(WORK INSTRUCTIONS): Write the data out again exactly, with no pictures.
☆ ☆ ☆ ☆
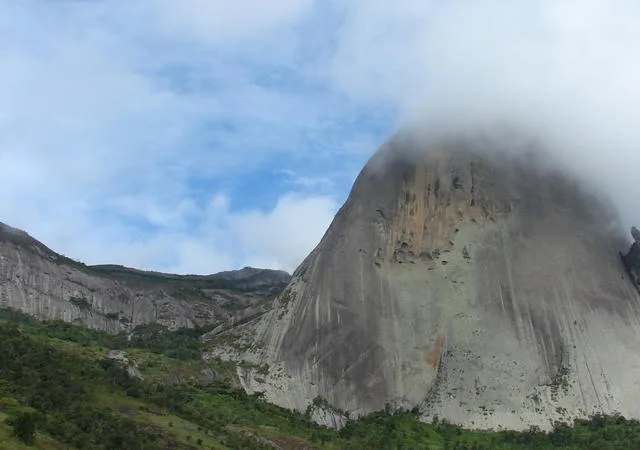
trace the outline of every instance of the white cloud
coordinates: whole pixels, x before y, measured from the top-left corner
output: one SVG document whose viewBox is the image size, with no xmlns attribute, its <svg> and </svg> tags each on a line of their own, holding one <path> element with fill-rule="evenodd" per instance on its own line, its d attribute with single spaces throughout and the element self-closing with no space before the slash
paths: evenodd
<svg viewBox="0 0 640 450">
<path fill-rule="evenodd" d="M 256 262 L 292 271 L 313 250 L 336 210 L 329 197 L 287 194 L 268 213 L 234 215 L 231 226 Z"/>
<path fill-rule="evenodd" d="M 250 229 L 268 212 L 241 219 L 243 198 L 203 199 L 272 171 L 275 157 L 305 161 L 303 135 L 331 101 L 261 78 L 291 70 L 311 6 L 0 0 L 0 220 L 88 263 L 292 270 L 322 230 L 307 226 L 300 247 L 266 254 L 230 224 Z M 315 198 L 283 200 L 275 213 L 328 204 Z M 326 208 L 318 214 L 326 225 Z"/>
<path fill-rule="evenodd" d="M 535 125 L 640 223 L 635 1 L 0 0 L 0 29 L 0 220 L 78 259 L 292 270 L 416 118 Z"/>
<path fill-rule="evenodd" d="M 640 222 L 640 4 L 510 0 L 341 4 L 327 76 L 433 130 L 498 120 L 541 132 Z"/>
<path fill-rule="evenodd" d="M 168 31 L 208 45 L 229 45 L 281 31 L 308 13 L 313 0 L 159 0 L 152 2 Z"/>
<path fill-rule="evenodd" d="M 303 188 L 317 188 L 317 189 L 330 189 L 334 186 L 331 178 L 326 176 L 314 177 L 314 176 L 304 176 L 297 174 L 293 170 L 289 169 L 281 169 L 276 171 L 276 173 L 281 173 L 287 177 L 289 177 L 289 182 L 293 185 L 300 186 Z"/>
<path fill-rule="evenodd" d="M 197 226 L 175 231 L 173 223 L 146 237 L 111 235 L 102 262 L 129 248 L 124 263 L 176 273 L 213 273 L 246 265 L 293 272 L 315 247 L 337 210 L 326 196 L 286 193 L 271 208 L 233 211 L 218 194 L 199 211 Z M 102 230 L 103 236 L 105 230 Z M 92 236 L 91 239 L 95 239 Z M 95 262 L 95 261 L 94 261 Z"/>
<path fill-rule="evenodd" d="M 144 208 L 145 202 L 132 205 Z M 146 206 L 157 213 L 153 205 Z M 184 222 L 180 226 L 181 211 L 161 211 L 152 230 L 114 220 L 98 224 L 69 208 L 58 211 L 57 220 L 34 227 L 37 232 L 29 231 L 53 250 L 63 248 L 64 254 L 76 259 L 83 255 L 88 264 L 116 263 L 172 273 L 208 274 L 247 265 L 293 272 L 319 242 L 338 205 L 329 196 L 289 192 L 264 210 L 232 207 L 231 199 L 217 194 L 202 207 L 189 205 L 189 226 Z M 167 220 L 164 214 L 170 213 L 176 217 Z M 64 227 L 58 226 L 62 218 Z"/>
</svg>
☆ ☆ ☆ ☆
(THE COMPLETED TASK):
trace the outline of every instance of the white cloud
coordinates: whole pixels, x before y, measured from the top-left corner
output: one SVG document whose viewBox is the image size, with no xmlns attribute, its <svg> and </svg> tags each on a line of their own, holding one <path> element with fill-rule="evenodd" per instance on its own line, its d attribute with single spaces throughout and the element self-closing with no space before the slash
paths: evenodd
<svg viewBox="0 0 640 450">
<path fill-rule="evenodd" d="M 256 262 L 292 271 L 313 250 L 336 210 L 329 197 L 287 194 L 268 213 L 234 215 L 231 226 Z"/>
<path fill-rule="evenodd" d="M 250 229 L 268 212 L 241 219 L 243 198 L 203 199 L 272 171 L 275 157 L 305 161 L 303 135 L 331 101 L 261 78 L 291 70 L 311 6 L 0 0 L 0 220 L 88 263 L 292 270 L 322 230 L 307 226 L 300 247 L 266 254 L 230 224 Z M 315 198 L 283 200 L 275 213 L 328 204 Z M 326 208 L 318 214 L 326 225 Z"/>
<path fill-rule="evenodd" d="M 535 125 L 640 223 L 635 1 L 0 0 L 0 29 L 0 220 L 78 259 L 292 270 L 416 118 Z"/>
<path fill-rule="evenodd" d="M 640 222 L 640 4 L 510 0 L 341 4 L 327 76 L 433 130 L 498 120 L 541 132 Z"/>
<path fill-rule="evenodd" d="M 168 31 L 208 45 L 229 45 L 281 31 L 308 13 L 313 0 L 159 0 L 152 2 Z"/>
<path fill-rule="evenodd" d="M 303 188 L 317 188 L 317 189 L 330 189 L 334 186 L 331 178 L 326 176 L 314 177 L 314 176 L 304 176 L 297 174 L 293 170 L 289 169 L 281 169 L 276 171 L 276 173 L 281 173 L 287 177 L 289 177 L 289 182 L 293 185 L 300 186 Z"/>
<path fill-rule="evenodd" d="M 197 226 L 175 231 L 173 223 L 146 237 L 111 235 L 102 262 L 129 248 L 124 263 L 176 273 L 213 273 L 246 265 L 293 272 L 315 247 L 337 210 L 326 196 L 286 193 L 271 208 L 233 211 L 218 194 L 199 211 Z M 102 230 L 103 236 L 105 230 Z M 92 236 L 91 239 L 95 239 Z M 95 262 L 95 261 L 94 261 Z"/>
<path fill-rule="evenodd" d="M 144 208 L 145 202 L 132 205 Z M 146 206 L 157 213 L 153 205 Z M 184 222 L 180 226 L 181 211 L 161 211 L 152 230 L 114 220 L 98 224 L 69 208 L 58 211 L 57 220 L 34 227 L 37 232 L 29 231 L 53 250 L 63 248 L 64 254 L 76 259 L 83 255 L 88 264 L 116 263 L 172 273 L 208 274 L 247 265 L 293 272 L 319 242 L 338 205 L 329 196 L 289 192 L 264 210 L 232 207 L 231 199 L 217 194 L 202 207 L 189 205 L 189 226 Z M 167 220 L 164 214 L 170 213 L 176 217 Z M 64 227 L 58 226 L 62 218 Z"/>
</svg>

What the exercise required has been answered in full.